Copy every row below word for word, keeping each line as it appears, and omit the pictures.

START Data for processing

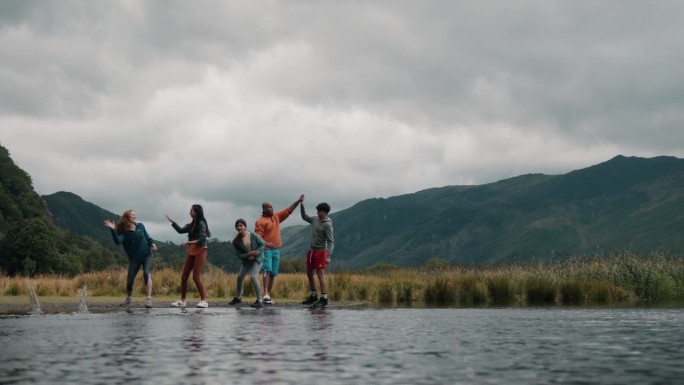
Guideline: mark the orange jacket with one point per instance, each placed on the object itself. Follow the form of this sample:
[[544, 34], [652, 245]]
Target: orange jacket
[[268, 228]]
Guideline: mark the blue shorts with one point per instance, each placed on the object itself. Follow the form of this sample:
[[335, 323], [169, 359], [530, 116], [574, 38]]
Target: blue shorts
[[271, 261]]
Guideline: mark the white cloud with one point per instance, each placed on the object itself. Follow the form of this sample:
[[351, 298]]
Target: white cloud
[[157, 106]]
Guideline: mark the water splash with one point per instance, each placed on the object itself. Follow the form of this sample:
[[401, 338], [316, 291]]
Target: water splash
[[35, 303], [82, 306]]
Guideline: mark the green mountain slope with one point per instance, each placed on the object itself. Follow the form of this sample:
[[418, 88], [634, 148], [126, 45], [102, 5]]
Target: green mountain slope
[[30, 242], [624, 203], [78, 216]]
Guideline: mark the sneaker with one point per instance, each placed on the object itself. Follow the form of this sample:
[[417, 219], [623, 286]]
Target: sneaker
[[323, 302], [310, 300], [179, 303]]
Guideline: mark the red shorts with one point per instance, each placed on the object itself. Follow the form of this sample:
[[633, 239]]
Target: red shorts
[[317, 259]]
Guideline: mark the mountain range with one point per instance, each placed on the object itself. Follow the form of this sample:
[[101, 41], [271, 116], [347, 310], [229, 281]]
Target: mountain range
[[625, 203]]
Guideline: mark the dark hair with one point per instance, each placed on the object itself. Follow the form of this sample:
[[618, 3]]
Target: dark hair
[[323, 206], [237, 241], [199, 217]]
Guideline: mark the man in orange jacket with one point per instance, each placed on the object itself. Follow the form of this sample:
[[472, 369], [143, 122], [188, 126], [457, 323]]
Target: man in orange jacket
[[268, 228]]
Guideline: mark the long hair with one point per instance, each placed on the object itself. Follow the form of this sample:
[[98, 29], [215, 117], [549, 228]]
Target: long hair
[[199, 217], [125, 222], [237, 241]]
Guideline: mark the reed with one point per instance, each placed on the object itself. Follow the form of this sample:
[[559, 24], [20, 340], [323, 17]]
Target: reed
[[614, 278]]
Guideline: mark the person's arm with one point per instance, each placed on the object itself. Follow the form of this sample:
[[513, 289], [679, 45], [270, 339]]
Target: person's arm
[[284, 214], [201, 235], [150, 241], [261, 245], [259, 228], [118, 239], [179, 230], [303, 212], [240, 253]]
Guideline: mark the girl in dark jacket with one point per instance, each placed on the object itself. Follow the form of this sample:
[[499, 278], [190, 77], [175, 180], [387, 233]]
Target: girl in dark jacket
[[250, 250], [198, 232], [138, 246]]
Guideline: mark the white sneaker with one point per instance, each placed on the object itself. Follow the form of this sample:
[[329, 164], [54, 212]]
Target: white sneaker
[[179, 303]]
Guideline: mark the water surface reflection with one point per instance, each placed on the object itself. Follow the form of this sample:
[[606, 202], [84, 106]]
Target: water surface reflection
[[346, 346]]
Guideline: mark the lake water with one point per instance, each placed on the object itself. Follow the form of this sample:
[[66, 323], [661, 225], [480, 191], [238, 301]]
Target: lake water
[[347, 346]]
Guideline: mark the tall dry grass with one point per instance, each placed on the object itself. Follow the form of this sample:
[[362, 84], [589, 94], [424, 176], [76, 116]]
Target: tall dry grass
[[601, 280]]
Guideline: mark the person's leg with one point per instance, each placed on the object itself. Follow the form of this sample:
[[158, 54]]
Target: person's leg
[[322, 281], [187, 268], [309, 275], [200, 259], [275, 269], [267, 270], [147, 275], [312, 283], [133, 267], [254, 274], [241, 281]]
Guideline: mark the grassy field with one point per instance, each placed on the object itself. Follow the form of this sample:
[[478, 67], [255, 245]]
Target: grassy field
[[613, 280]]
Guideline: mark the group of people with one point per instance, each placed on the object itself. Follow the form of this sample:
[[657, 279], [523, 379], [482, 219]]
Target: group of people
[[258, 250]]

END Data for processing

Exercise answer:
Guideline: mark the orange jacket with one point per instance, each placed on the object itself. Follow the form of this sample:
[[544, 34], [652, 245]]
Target: orange jacket
[[268, 228]]
Guideline: mark the blue shorts with one point per instance, each placed on the object itself. Follow the form of this sample:
[[335, 323], [169, 359], [530, 116], [574, 38]]
Target: blue shorts
[[271, 261]]
Guideline: mark the white cloud with one point per instance, each placed on the object itself. Follow the form of this sample:
[[351, 298]]
Target: white cloud
[[157, 106]]
Guideline: mark the water splash with one point per instance, each placed on the object itself. Follow the form of this sample:
[[401, 338], [316, 291]]
Target: water splash
[[35, 303], [82, 306]]
Guideline: mark the green mountain slope with one point per instance, each placed on the object itself. Follow the form of this sample:
[[418, 88], [634, 148], [126, 45], [102, 5]]
Target: green mountain slope
[[30, 242], [624, 203], [78, 216]]
Guideline: mark the sneaker with one point per instance, each placed on the object itself. Follow the form of this sample:
[[417, 219], [623, 286]]
Target: sneaker
[[323, 302], [310, 300], [179, 303]]
Guideline: mark the red shorts with one point per instance, each placed on the object itself. Follow the form of this sample:
[[633, 239]]
Target: red shorts
[[317, 259]]
Guideline: mark the mountain range with one point per instance, each placed on the object itself. Follow the form of this sample:
[[101, 41], [271, 116], [347, 310], [229, 281]]
Target: mountain range
[[625, 203]]
Guideline: mark the dark hair with one point per instance, each placed on the object itself. Follow the form of this sample:
[[618, 3]]
Target: dark hair
[[323, 206], [237, 241], [199, 217]]
Guideline: mark the man in orange jacket with one point per instance, each placed on the object itself. Follow the form of this sample:
[[472, 369], [143, 122], [188, 126], [457, 323]]
Target: man in orange jacket
[[268, 228]]
Guideline: mark the long hair with one point per instance, each placed on the object itself. Follow the form of this sample:
[[98, 29], [215, 117], [549, 228]]
Target: long hair
[[199, 217], [125, 222], [237, 241]]
Guideline: mark the reed with one point per instance, each placed on the object itself. Follow the form of this sample:
[[559, 24], [20, 340], [323, 17]]
Target: reed
[[614, 278]]
Guideline: mark the person's arm with one point per instance, each placed on the object itself. Follow the form of this sample:
[[513, 289], [679, 45], [270, 339]]
Target: person's arm
[[284, 214], [201, 235], [150, 241], [261, 245], [259, 228], [118, 239], [179, 230], [303, 212], [240, 253]]
Guideline: mark the girl in dark jacket with one point per instance, each placed on the object itself. Follow the form of this sample:
[[499, 278], [190, 77], [175, 180], [387, 233]]
Target: girl in dark jacket
[[250, 250], [198, 232], [138, 246]]
Guideline: mark the white sneaker with one point per instance, each placed on the object itself. Follow the form of this sample:
[[329, 164], [54, 212]]
Target: white sneaker
[[179, 303]]
Guideline: mark the water surface reflection with one point per instance, each placed on the object itself. Follow the form of this sample:
[[606, 202], [84, 106]]
Target: water surface reflection
[[346, 346]]
Guideline: mark the lake water with one point per instance, each placed on the object itself. Follow the form of this sample:
[[66, 323], [661, 225], [480, 191], [238, 301]]
Target: lake water
[[347, 346]]
Guideline: mark the tall dry grass with one point per instance, each placed on the object itself. Follow the form of this sample:
[[362, 84], [589, 94], [424, 176], [76, 116]]
Target: tall dry grass
[[601, 280]]
Guideline: mark the person's leg with one point per instance, each placed on the object itself. Follow the form of this sample:
[[158, 54]]
Target: person's leg
[[322, 281], [187, 268], [309, 275], [200, 259], [275, 269], [267, 270], [147, 275], [312, 283], [133, 267], [254, 274], [241, 281]]
Guideline: mark the grassy field with one point per instance, each placed on the object itself. Follow the form of this sample:
[[478, 67], [255, 245]]
Target: grassy field
[[613, 280]]
Guideline: mark the group of people with one point per instance, each placed on the object itself. Follow the form of this sample:
[[657, 279], [523, 379], [482, 219]]
Target: group of people
[[258, 250]]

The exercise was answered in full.